▸ **EXERCISE PROMPT**
Gather every line in the entries below that contains the word "shadow". Case matters.

>>>>>

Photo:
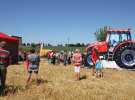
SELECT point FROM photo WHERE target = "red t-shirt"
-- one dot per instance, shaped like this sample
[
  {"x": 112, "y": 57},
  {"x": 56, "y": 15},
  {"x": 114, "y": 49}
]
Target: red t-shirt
[{"x": 77, "y": 59}]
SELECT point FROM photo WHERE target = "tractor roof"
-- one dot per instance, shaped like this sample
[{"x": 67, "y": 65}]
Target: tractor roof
[{"x": 120, "y": 30}]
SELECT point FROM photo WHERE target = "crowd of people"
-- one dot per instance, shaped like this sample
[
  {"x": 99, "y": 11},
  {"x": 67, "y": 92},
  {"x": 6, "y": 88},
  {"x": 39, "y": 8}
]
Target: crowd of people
[{"x": 32, "y": 63}]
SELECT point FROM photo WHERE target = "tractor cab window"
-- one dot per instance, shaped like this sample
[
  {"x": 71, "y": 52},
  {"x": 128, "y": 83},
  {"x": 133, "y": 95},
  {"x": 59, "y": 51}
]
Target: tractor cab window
[
  {"x": 125, "y": 36},
  {"x": 114, "y": 39}
]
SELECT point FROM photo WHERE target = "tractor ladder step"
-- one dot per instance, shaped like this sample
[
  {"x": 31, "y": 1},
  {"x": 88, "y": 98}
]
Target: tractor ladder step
[{"x": 110, "y": 56}]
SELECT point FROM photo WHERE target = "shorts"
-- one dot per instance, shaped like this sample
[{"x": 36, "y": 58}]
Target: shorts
[
  {"x": 31, "y": 70},
  {"x": 77, "y": 69},
  {"x": 98, "y": 69}
]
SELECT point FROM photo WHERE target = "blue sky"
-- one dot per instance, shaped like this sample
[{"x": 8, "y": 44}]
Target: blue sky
[{"x": 54, "y": 21}]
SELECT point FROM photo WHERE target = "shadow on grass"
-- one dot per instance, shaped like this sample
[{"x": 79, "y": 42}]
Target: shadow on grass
[
  {"x": 11, "y": 89},
  {"x": 42, "y": 81},
  {"x": 83, "y": 77}
]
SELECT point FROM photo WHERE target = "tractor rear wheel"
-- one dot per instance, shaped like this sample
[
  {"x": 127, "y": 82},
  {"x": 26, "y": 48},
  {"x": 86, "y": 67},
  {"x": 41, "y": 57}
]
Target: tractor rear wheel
[
  {"x": 125, "y": 56},
  {"x": 89, "y": 60}
]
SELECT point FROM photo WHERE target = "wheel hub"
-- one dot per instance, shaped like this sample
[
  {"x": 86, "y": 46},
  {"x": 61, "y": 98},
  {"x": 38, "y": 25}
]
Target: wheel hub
[{"x": 128, "y": 57}]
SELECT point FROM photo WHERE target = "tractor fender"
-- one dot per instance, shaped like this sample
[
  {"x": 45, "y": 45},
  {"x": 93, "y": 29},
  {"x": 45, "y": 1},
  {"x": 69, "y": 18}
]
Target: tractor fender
[{"x": 122, "y": 44}]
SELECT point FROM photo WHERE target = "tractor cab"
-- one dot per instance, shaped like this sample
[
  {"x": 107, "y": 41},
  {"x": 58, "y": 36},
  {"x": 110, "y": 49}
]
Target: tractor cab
[{"x": 114, "y": 37}]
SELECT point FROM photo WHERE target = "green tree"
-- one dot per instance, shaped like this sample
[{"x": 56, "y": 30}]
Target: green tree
[{"x": 101, "y": 33}]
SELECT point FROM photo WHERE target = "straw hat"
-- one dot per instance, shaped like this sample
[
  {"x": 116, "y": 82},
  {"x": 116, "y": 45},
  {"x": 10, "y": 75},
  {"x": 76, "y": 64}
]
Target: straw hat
[{"x": 77, "y": 50}]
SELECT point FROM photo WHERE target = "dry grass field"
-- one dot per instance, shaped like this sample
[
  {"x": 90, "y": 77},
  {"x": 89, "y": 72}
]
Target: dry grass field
[{"x": 57, "y": 83}]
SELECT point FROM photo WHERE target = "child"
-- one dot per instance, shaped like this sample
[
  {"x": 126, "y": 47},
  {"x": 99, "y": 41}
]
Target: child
[
  {"x": 99, "y": 66},
  {"x": 77, "y": 59},
  {"x": 33, "y": 66}
]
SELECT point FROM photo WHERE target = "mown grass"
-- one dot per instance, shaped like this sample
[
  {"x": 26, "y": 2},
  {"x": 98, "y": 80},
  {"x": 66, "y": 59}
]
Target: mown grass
[{"x": 57, "y": 83}]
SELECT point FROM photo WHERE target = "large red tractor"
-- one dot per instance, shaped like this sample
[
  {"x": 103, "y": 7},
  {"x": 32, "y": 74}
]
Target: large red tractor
[{"x": 118, "y": 47}]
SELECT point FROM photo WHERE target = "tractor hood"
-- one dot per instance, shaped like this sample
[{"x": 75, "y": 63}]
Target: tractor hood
[{"x": 100, "y": 46}]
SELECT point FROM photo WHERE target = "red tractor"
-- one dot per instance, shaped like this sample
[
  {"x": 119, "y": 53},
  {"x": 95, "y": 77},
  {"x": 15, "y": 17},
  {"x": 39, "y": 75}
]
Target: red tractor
[{"x": 118, "y": 47}]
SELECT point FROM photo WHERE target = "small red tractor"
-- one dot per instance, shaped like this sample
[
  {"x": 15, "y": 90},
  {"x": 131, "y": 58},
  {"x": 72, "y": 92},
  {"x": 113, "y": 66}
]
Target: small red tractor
[{"x": 118, "y": 47}]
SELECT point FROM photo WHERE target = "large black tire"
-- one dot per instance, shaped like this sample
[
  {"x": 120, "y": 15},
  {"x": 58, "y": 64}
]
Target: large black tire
[{"x": 125, "y": 56}]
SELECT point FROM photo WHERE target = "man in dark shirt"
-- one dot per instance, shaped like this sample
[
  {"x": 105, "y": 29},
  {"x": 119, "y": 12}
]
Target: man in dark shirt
[
  {"x": 4, "y": 62},
  {"x": 33, "y": 61}
]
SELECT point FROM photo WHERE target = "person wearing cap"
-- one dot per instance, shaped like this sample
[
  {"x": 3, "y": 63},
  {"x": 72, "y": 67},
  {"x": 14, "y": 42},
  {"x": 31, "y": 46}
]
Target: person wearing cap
[
  {"x": 33, "y": 67},
  {"x": 99, "y": 67},
  {"x": 77, "y": 59},
  {"x": 4, "y": 62}
]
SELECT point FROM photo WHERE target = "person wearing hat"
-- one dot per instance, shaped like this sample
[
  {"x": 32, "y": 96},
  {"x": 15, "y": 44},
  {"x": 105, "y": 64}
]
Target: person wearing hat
[
  {"x": 77, "y": 59},
  {"x": 99, "y": 67},
  {"x": 4, "y": 62}
]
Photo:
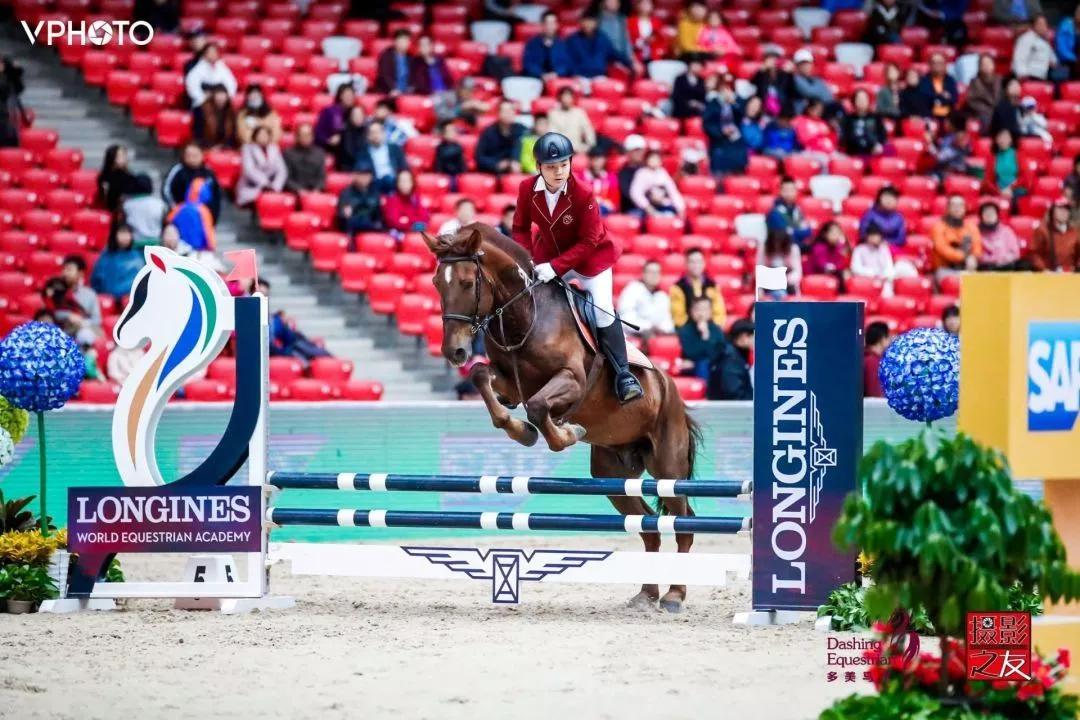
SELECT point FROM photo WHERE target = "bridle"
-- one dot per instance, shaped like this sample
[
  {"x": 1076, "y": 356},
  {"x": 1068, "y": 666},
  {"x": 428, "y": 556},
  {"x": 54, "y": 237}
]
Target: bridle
[{"x": 482, "y": 323}]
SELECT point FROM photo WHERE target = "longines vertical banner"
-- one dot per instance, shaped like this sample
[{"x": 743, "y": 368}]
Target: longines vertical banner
[{"x": 808, "y": 437}]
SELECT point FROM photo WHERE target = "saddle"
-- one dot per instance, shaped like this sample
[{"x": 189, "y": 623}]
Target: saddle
[{"x": 584, "y": 316}]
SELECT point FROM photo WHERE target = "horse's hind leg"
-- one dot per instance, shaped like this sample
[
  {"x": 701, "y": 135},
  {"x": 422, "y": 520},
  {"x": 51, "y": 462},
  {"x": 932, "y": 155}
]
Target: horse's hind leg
[
  {"x": 517, "y": 430},
  {"x": 606, "y": 462}
]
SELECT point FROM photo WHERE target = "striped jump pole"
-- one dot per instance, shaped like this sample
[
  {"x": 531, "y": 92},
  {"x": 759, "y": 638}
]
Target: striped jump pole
[
  {"x": 509, "y": 485},
  {"x": 482, "y": 520}
]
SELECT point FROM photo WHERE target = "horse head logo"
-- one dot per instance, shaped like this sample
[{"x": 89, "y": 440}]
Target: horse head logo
[{"x": 184, "y": 310}]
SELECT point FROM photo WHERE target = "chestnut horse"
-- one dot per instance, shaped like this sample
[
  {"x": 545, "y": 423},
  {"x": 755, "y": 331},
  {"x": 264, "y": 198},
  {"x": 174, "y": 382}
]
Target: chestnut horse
[{"x": 539, "y": 358}]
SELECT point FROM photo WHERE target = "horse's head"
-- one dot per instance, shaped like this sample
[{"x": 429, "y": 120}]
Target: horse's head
[{"x": 471, "y": 276}]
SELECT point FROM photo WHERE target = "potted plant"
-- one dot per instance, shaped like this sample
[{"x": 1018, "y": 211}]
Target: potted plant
[{"x": 948, "y": 534}]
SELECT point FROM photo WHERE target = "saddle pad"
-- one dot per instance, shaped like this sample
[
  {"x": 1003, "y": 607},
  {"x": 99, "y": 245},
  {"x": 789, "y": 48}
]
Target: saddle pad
[{"x": 634, "y": 356}]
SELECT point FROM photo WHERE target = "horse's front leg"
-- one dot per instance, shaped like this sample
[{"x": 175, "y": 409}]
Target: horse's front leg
[
  {"x": 516, "y": 430},
  {"x": 554, "y": 399}
]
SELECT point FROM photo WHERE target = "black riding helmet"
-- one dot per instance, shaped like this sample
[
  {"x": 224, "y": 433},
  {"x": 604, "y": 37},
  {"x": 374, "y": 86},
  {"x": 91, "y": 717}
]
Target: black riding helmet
[{"x": 552, "y": 148}]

<<<<<

▸ **THE OUTPUT**
SELECT point FROM photo WHERE target = "shadow on grass"
Target: shadow on grass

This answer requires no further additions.